* **Activity**:
Write the next part of the personal blog excerpt below, starting right after its final sentence.
Excerpt START
Well, who am i to judge? But i'm just sharing my opinion with you, who read this. That there's no such thing as KERJAAN ENAK. But, if you decide so, then you can conquer every place that you worked for and make it as your dream job (that actually paid your bill). No matter how long you go for nyari kerjaan enak, bos enak, or whatever enak. Man, gak ada kerjaan enak, the only thing exist is you enjoy your job, and make it as best as you can. Karena seenak-enaknya kerjaan, you already got the good boss, and good salary, and good distant for work, tiba-tiba bos nya resign dan diganti bos  baru yang gak enak, atau tiba-tiba ada restrukturisasi dan kerjanya dipindahin jadi jauh. Expect nothing but change!

I gotta go back to that meeting. Yes, i sneaked out. 

See you ! Cheers!

Sunday, August 10, 2014

When I was ..

When I was pregnant 1- 3 months, I felt this. All I want was being lazy, snuggle and do nothing. Glorious.

Wednesday, August 6, 2014

Updating my Blog :)

Hello!

Just updating my life :) 
It has been weeks and days since the last time i updated my blog. Now, my pregnancy has enterted 6 months or 24 weeks. Alhamdulillah. It's a blessing really, being a pregnant lady. 
Knowing that you're not alone  in every single thing that you do. The sickness and nausea has gone. Alhamdulillah. My appetite for eating is like really, for two. Great. My family & husband being great, supporting in every single thing that i do. Last month, when i did my regular obgyn visit, the doctor said that my baby is a girl. Hopefully :) so i can play dress up with her :) Insha Allah. 

We've just finished Ramadhan month. My first time Ramadhan in pregnant condition and have a husband. So it's kind of different, but i like it. The other thing which different is my grandma, Uti, is no longer here. She left us 9 months ago, Insha Allah in a better place. It does made me sad, and really this Idul Fitri is very different, since i have passed 25 years of my former Idul Fitri, where we always gather as full team family member.


I have new look right now, Insha Allah it will bring me to become a better person. Everyday is a new journey and lesson. 

 

Thursday, April 24, 2014

New journey. Bismillah.

Hi people!

Having bad nausea and throw up in a row. Its been quite though tho. But I believe its a blessing in disguise.

I have to stay strong for my little human inside. Because ive just seen or maybe heard (not sure) :p his/her heartbeat when I paid visit to my obgyn. Its a wonderful things! Subhanallah. How God works in so many wonders that happen in my life.
Excerpt END
Data records START
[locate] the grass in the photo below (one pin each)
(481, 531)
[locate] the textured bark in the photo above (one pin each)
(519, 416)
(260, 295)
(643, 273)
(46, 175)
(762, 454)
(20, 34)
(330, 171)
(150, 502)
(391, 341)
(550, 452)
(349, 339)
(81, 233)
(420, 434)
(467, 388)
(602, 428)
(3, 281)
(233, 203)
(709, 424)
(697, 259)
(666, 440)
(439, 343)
Data records END
* **The answer**:
Allah swt stays with me. I know.

Sunday, April 13, 2014

All the morning sickness ..

Ola people!

So these past few weeks, I spent my whole day with my morning sickness and well not only morning but like whenever it pleased to stop by on me haha :) well I feel happy tho, bcos its a blessing from God anyway.

I was happy today because today I went to mall (where else?) And spent my day ate burgers w/o soda and watched The Raid 2. Its a great day with husband and the sickness and nausea kinda far away from me today. Alhamdulillah :)

Hope your weekend is as good as mine ;) not faking it that im kinda upset tomorrow is monday but yeah we got long weekend this week :) another reason to thank God, aight?

Tuesday, March 18, 2014

HELLO! Finally a post :)

OLA!

It's been ages! i know i know. I probably fast forward time and fall asleep :) 
Well, life's been treating me good (Nikmat Tuhanmu manakah yang kau dustakan?) Alhamdulillah. 

Work? try to adjust everytime, swallow anger and unimportant emotional matters. Family? Just met on sunday celebrating belated birthday. Me & husband? Going pretty smooth, sprinkles with little rocks and sharp edges. Well, aren't all married couple are? Make up life? Fabulous!

I am now using my desktop at office. Cause i dont own any computer at home. Just love to type in computer rather than phone. I shall be posting  many more (thanks God, my browser has been changed and upgraded). Make up post, i have some, rambles & rants oh yes, please. And also my personal stuff and duff.